What you should do
Return, exactly and in full, the lines of the records below starting at the one with "For every instance of the gray" and ending at the one with "For every instance of the svatební", and no other lines.

Excerpts from a dataset:
Start of Block
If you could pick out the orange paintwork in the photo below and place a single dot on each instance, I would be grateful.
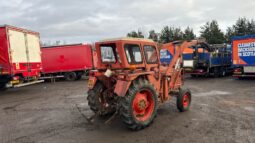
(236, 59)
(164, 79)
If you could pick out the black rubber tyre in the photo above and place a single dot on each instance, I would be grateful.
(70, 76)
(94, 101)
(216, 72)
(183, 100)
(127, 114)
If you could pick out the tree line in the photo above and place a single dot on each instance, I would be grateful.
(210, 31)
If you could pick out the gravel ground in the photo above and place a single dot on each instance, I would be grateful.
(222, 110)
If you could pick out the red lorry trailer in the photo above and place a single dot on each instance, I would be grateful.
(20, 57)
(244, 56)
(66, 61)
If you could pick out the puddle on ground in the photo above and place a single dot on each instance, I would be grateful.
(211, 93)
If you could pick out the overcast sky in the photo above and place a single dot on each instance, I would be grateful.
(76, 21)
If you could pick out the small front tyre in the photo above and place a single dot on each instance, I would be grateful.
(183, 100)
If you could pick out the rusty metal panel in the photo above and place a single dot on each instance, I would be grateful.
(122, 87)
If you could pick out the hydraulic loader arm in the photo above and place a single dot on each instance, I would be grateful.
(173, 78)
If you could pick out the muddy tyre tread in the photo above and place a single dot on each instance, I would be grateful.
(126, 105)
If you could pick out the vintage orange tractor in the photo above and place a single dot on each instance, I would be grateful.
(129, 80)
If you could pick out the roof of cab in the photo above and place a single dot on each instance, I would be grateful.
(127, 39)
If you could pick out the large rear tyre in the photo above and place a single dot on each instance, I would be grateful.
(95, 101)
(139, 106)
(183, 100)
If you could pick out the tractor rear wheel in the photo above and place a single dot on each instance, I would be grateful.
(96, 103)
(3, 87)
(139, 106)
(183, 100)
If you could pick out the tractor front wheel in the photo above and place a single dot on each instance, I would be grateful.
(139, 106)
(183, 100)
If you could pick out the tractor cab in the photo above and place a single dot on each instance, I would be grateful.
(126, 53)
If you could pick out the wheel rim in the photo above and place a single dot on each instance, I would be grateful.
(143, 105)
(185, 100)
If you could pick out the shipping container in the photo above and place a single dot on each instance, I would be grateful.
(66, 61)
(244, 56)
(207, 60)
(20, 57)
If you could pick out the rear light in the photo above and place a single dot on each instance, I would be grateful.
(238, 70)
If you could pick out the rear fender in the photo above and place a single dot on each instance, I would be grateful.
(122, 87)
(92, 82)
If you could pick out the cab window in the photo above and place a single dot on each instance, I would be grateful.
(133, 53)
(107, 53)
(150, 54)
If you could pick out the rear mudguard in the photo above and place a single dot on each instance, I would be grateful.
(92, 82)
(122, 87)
End of Block
Start of Block
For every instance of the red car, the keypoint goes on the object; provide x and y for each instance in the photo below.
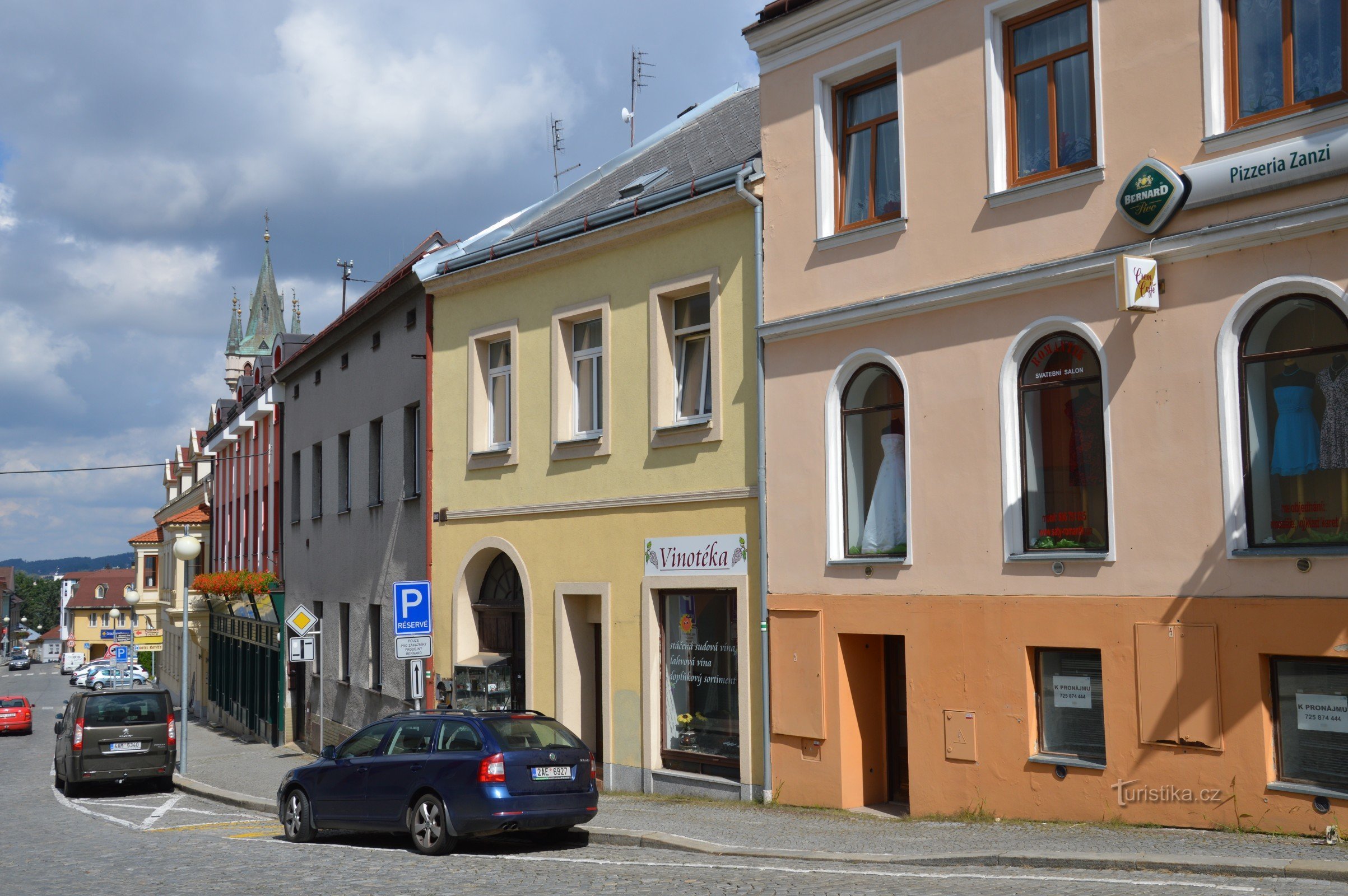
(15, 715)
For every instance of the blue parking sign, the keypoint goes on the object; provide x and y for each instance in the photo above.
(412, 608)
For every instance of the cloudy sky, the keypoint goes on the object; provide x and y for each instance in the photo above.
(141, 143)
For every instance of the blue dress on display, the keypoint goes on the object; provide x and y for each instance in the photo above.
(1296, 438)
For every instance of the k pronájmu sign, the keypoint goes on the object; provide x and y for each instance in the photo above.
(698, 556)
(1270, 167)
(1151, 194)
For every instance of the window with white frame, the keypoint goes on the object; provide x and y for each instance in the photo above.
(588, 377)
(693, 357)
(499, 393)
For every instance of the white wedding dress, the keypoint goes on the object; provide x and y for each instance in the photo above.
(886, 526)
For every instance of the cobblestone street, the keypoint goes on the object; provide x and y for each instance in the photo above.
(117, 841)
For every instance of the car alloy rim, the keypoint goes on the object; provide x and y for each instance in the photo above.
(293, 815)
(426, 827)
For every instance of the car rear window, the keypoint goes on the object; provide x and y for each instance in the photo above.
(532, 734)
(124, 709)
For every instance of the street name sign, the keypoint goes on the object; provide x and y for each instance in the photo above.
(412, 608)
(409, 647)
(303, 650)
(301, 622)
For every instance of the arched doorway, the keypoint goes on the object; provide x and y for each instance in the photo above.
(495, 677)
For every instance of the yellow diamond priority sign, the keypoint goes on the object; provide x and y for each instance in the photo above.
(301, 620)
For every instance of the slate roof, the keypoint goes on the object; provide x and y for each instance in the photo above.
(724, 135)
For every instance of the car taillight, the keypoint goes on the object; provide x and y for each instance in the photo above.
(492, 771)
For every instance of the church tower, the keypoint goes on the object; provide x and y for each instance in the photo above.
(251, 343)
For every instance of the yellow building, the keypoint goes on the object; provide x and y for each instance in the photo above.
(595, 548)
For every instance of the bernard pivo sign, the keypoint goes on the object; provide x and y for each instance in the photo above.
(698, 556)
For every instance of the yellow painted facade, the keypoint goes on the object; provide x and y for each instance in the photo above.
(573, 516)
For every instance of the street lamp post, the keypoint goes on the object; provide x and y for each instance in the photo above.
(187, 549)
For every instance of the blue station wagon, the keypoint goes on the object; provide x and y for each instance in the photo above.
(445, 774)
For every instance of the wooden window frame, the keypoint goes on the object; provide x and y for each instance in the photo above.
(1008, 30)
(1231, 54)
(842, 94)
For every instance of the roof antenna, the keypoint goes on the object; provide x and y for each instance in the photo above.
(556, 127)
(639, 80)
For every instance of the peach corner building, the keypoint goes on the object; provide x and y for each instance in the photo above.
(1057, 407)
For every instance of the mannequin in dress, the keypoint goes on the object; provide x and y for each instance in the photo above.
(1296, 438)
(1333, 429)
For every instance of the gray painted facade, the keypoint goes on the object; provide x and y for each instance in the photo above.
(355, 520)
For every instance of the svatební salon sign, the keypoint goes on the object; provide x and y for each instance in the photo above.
End of Block
Start of Block
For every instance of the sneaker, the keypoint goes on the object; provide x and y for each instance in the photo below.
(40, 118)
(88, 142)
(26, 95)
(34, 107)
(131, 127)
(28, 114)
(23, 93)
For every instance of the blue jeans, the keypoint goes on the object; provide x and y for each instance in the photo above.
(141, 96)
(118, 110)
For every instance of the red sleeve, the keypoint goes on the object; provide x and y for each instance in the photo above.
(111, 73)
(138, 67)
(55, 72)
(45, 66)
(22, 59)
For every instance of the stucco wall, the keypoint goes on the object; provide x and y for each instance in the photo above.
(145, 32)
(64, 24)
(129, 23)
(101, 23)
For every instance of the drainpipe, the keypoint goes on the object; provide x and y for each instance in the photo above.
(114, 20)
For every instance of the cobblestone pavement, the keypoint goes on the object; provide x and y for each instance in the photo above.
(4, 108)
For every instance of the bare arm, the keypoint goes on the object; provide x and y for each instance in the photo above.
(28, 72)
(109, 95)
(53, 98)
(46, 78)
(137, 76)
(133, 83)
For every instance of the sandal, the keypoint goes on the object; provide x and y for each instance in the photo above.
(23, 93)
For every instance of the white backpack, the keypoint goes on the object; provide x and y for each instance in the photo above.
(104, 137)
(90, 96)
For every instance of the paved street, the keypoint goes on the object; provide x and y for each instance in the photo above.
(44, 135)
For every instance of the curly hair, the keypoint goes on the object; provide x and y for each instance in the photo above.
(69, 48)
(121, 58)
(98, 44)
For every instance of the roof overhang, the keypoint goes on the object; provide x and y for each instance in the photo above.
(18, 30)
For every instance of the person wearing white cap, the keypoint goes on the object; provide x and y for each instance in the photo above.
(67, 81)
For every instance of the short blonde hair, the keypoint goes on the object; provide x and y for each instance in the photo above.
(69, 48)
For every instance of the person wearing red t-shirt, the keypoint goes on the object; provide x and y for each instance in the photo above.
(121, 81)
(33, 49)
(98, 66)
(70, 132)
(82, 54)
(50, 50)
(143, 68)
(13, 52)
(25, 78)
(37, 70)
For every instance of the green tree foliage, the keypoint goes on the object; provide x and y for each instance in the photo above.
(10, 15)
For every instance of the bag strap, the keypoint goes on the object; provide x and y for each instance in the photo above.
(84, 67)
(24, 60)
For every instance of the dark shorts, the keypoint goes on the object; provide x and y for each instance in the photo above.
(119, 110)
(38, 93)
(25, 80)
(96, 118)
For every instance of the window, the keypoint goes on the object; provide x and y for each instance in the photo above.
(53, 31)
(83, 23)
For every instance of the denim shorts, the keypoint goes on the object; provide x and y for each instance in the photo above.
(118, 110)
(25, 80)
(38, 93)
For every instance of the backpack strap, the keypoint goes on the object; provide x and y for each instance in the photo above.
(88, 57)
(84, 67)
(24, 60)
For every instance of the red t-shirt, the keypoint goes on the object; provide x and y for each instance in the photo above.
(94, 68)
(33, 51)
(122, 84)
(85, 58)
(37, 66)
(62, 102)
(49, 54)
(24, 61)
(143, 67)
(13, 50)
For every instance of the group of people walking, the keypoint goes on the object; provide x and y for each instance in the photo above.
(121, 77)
End of Block
Written solution
For every instance of the gray painted facade, the keypoint goes on the object; provide x and y for each instance in the photo above.
(355, 520)
For every instance of the svatební salon sign, the keypoint goes on the object; provide x and y for each instance in the photo above.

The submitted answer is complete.